Every line of the data must be copied exactly.

'''

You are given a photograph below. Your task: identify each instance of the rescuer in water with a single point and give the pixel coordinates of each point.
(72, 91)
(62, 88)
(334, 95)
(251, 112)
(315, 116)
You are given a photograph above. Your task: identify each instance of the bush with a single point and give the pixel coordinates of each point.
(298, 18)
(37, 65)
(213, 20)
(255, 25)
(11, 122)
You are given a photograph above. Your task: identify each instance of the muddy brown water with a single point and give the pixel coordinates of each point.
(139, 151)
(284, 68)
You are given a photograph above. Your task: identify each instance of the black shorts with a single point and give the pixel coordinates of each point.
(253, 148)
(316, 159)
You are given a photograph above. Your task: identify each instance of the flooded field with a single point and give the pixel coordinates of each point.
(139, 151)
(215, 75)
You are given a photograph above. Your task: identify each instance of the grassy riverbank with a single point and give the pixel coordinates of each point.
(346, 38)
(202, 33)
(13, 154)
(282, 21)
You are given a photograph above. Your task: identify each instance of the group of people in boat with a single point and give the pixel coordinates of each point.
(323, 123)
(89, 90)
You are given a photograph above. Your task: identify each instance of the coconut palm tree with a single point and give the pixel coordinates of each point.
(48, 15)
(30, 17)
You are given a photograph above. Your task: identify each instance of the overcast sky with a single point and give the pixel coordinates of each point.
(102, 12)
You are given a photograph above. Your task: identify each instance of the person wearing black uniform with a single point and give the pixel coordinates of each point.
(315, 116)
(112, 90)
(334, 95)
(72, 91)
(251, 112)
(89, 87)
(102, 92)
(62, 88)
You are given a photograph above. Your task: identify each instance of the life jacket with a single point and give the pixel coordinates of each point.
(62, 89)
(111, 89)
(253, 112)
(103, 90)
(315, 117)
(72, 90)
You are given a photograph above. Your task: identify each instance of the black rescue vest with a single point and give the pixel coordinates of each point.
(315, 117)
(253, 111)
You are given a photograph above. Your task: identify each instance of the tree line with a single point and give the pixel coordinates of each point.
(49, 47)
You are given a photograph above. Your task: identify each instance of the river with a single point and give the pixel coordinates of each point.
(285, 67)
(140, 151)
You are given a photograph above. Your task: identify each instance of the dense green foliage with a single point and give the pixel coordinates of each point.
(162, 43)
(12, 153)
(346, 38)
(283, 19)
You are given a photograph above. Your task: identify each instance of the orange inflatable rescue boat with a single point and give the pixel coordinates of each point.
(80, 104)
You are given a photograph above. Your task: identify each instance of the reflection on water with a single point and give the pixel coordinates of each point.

'''

TASK ANSWER:
You are given a photograph below. Your task: identify each instance of the rescuer in water with a single point and give the pixel coordinates of each point.
(72, 91)
(62, 88)
(334, 95)
(251, 112)
(315, 116)
You are given a photograph above. Your task: identify each instance of the bush with a single point and give the pixel coordinates of each point.
(298, 18)
(37, 65)
(213, 20)
(255, 25)
(11, 122)
You are given a photograph above. Your task: identify each instance of the muddy brown water with a single point and give the pixel coordinates of each point.
(139, 151)
(284, 68)
You are given a photograph above. Your task: identify each instance of the black shorts with a single point and give the pixel coordinates of each point.
(253, 148)
(316, 159)
You are given a photograph above. Your task: identify each instance of the flooded field with a single point and give the pixel coordinates of each point.
(139, 151)
(215, 75)
You are given a photograph above. Your task: identify each instance of the grassy riverbank with a single point and give the pixel coordinates of each point.
(346, 38)
(202, 33)
(13, 154)
(282, 21)
You are given a photograph above. Your task: identify each instance of the group of people in boat with a single point and give the pixel coordinates of each point.
(323, 123)
(89, 90)
You are given a photograph above. Your task: identify each instance of the coconut palm tree with a single point and give the pixel coordinates of each point.
(48, 15)
(30, 17)
You are given a photograph above. Your task: identify each instance of the overcast sky with a single point and give the pixel coordinates of each point.
(102, 12)
You are given a photograph above. Your task: identify each instance of the person wearing black uniform with a single point and give the pixel coordinates of each point.
(315, 116)
(112, 90)
(334, 95)
(72, 91)
(251, 112)
(89, 87)
(102, 92)
(62, 88)
You are given a photograph above. Your task: identify each instance of the life jacket with a single point and give the pixel coordinates of each point.
(62, 89)
(111, 89)
(253, 112)
(103, 90)
(315, 117)
(72, 90)
You are given a photograph above. Your task: identify each instance of the black rescue vest with a single point and give the pixel coordinates of each point.
(315, 117)
(253, 111)
You are given a photograph above. Your task: identify each instance of the tree line with a single point and give the pixel coordinates of each point.
(49, 47)
You are given a photograph above. Your task: identify each instance of the river with a single point and give the pixel coordinates of each point.
(285, 67)
(140, 151)
You are given a photograph above. Your task: identify each instance of the dense green foliage with a single point and give the pixel coordinates of each point.
(162, 43)
(12, 153)
(346, 38)
(283, 19)
You are given a photograph above. Your task: identify each instance of the orange inflatable rescue boat with a single point and give the pixel coordinates of each point.
(80, 104)
You are given a photograph above. Your task: identify each instance of the reflection on water with a single point and give the pixel coordinates of each point.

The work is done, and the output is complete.